* _REQUIREMENT 1_
Answer these questions from the passage on emerging adulthood:
(a) At which university is Jeffrey Arnett a professor of psychology?
(b) What age range does the passage give for older emerging adults?
(c) What six areas of life-impacting decisions does the passage list?
* _REQUIREMENT 2_
Count the lines of the records that contain the word "white", and give only that number.

* _PROVIDED TEXT_
To become adults, we take a long, winding road from adolescence to adulthood. The road metaphor aptly describes the journey toward forming an identity. And we can’t read much on young-adult identity without running into Jeffrey Arnett’s description of early adulthood. A professor of psychology at Clark University, Arnett coined the term emerging adulthood to refer to a unique and distinct developmental life phase between adolescence and mature adulthood, roughly from age eighteen to twenty-nine. During emerging adulthood, young adults increase in their independence from family and other support systems, experience seismic change, and explore the world, themselves, and endless possibilities. Arnett uses the metaphor of a long and winding road to depict this prolonged transitional period, which runs from exiting teen years to entering adulthood. Emerging adulthood is sometimes divided between younger (eighteen to twenty-three) and older (age twenty-four to twenty-nine) emerging adults.
Although not everyone agrees that emerging adulthood is a distinct developmental phase or that emerging adulthood happens at a certain age, most agree that there is a time period in which people transition from adolescence to adulthood. Obviously, it’s during this season of life that people make life-impacting decisions regarding education, vocation, life partnership, geographic location, housing, and community. First, let’s nail down some terminology before we explore a few of the characteristics of this life phase just before adulthood.

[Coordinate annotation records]

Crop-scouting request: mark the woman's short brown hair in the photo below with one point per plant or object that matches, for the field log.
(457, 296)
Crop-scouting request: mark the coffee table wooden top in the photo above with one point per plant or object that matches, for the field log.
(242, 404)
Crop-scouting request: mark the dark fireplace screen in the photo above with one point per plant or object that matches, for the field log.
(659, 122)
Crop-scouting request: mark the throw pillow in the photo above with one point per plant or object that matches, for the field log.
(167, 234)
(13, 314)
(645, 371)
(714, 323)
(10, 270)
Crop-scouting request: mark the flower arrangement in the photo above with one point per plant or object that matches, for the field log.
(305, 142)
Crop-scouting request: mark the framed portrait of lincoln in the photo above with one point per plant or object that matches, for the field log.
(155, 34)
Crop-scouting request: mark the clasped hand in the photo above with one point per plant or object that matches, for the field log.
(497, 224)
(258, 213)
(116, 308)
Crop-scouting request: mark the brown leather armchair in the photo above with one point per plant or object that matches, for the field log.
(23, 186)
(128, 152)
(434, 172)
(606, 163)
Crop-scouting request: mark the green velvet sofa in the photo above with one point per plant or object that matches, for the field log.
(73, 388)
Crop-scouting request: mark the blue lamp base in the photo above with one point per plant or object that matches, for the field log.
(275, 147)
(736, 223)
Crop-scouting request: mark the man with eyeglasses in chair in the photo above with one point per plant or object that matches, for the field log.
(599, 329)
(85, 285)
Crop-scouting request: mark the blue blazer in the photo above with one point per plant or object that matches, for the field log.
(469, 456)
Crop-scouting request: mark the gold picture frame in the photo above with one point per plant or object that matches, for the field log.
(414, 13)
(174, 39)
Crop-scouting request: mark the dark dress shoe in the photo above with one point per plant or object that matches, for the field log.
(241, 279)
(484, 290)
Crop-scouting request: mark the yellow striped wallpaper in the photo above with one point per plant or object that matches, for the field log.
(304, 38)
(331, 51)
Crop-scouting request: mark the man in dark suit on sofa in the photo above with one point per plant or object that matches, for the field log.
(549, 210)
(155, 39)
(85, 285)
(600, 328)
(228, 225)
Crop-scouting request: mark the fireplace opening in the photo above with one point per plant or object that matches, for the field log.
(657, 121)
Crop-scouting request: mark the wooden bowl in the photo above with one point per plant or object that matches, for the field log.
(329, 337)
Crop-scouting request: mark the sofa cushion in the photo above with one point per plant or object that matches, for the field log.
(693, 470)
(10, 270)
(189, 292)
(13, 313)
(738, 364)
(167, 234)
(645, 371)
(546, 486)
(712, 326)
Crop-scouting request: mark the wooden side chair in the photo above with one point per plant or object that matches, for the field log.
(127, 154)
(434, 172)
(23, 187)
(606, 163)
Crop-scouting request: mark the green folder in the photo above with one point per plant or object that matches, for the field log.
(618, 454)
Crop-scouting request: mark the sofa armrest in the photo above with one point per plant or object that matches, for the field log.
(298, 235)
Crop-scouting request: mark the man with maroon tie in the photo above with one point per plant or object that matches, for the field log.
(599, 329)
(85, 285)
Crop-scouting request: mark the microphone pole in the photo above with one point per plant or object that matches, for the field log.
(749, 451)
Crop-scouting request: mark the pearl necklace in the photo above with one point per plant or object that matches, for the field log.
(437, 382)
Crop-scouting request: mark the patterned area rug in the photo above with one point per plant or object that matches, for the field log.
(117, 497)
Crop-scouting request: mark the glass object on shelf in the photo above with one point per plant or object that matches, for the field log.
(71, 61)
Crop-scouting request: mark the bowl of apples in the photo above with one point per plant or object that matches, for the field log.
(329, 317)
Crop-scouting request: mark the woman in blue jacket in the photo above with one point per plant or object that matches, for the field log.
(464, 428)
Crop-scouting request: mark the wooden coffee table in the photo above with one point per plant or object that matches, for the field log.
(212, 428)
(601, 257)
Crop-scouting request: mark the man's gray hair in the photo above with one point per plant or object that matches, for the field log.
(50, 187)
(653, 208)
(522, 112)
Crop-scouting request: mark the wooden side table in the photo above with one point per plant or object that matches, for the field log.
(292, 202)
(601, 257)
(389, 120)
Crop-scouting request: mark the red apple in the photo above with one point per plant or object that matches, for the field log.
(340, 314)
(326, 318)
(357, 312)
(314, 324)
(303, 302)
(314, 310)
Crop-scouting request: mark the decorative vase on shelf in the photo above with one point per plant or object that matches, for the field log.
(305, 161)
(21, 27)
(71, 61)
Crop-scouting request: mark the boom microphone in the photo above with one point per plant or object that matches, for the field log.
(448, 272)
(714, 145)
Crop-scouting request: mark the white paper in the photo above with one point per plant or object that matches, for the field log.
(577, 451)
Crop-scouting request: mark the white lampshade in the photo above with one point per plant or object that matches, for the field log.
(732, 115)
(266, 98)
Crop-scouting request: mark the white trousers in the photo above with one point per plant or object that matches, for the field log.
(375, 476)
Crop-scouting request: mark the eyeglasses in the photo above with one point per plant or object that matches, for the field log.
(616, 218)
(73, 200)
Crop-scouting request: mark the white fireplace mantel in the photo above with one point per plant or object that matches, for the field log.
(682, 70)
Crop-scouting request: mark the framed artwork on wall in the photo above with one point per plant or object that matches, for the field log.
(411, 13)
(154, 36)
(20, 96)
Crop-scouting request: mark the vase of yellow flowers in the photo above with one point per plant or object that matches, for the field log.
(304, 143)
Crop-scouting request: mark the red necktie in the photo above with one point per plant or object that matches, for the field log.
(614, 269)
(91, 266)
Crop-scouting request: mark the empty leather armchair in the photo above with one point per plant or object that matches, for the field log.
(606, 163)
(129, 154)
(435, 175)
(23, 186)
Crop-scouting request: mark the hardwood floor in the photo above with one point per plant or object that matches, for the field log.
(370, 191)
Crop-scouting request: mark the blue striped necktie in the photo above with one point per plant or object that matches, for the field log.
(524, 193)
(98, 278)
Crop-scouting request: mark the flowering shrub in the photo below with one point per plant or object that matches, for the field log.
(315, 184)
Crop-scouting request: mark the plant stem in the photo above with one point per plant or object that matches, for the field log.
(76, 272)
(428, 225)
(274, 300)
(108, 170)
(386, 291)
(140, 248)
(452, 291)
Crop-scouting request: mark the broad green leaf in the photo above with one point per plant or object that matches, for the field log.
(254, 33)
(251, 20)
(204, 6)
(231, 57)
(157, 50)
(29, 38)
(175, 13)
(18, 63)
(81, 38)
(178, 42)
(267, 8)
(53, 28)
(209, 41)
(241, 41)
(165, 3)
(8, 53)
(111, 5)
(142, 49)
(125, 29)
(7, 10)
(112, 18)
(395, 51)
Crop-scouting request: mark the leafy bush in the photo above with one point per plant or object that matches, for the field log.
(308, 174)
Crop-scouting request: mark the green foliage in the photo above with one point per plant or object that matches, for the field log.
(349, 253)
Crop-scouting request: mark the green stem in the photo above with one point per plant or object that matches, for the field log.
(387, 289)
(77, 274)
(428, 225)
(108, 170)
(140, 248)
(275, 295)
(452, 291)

---

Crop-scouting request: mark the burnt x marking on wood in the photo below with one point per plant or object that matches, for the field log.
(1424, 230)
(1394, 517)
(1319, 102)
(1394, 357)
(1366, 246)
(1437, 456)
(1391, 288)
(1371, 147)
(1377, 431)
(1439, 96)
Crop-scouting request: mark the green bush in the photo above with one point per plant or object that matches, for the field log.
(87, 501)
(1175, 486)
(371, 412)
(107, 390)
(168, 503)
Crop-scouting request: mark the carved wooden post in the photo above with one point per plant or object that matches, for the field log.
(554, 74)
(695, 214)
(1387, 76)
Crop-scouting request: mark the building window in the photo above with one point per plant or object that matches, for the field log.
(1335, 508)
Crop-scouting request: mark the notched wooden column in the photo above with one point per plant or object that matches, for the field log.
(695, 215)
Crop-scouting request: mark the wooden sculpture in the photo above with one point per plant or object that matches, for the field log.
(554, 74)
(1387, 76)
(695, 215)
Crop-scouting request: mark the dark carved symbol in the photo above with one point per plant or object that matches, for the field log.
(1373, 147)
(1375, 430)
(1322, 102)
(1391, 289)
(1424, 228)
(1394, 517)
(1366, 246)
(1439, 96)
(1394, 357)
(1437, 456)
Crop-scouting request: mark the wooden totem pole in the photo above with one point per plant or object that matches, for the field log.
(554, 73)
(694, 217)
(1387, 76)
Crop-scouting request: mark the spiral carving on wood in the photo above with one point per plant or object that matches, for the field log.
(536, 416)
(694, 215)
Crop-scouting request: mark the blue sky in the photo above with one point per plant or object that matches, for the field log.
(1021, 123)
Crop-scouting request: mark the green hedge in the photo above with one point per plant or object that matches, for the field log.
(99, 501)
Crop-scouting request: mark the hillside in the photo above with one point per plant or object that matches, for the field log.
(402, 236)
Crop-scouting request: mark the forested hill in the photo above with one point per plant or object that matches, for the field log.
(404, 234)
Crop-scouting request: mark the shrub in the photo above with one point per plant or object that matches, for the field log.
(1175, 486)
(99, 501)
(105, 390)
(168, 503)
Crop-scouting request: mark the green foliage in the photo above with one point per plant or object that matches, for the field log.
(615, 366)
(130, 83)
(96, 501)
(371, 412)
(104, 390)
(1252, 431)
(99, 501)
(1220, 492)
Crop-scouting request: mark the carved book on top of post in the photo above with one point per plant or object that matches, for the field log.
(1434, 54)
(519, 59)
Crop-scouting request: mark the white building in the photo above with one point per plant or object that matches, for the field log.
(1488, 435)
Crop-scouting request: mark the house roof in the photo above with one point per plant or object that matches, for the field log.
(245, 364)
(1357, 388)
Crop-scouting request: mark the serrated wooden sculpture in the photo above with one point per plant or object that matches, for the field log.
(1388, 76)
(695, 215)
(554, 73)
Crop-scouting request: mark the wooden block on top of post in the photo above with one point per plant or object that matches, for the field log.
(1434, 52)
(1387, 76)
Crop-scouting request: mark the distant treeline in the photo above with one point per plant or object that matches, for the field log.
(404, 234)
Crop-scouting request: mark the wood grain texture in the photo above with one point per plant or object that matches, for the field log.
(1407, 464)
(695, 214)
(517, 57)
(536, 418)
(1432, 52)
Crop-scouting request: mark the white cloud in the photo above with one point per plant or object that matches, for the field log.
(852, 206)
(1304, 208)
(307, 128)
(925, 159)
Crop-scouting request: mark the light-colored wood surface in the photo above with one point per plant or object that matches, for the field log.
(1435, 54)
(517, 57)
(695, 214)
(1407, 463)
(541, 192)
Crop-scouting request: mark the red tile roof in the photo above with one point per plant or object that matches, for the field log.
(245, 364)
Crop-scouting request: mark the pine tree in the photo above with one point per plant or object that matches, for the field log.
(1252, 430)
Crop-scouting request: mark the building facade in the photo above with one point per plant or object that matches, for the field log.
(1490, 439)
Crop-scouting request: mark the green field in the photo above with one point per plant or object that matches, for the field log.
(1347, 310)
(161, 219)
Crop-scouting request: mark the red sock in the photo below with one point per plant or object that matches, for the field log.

* _TASK SOLUTION 1_
(a) Clark University
(b) Twenty-four to twenty-nine
(c) Education, vocation, life partnership, geographic location, housing, and community

* _TASK SOLUTION 2_
6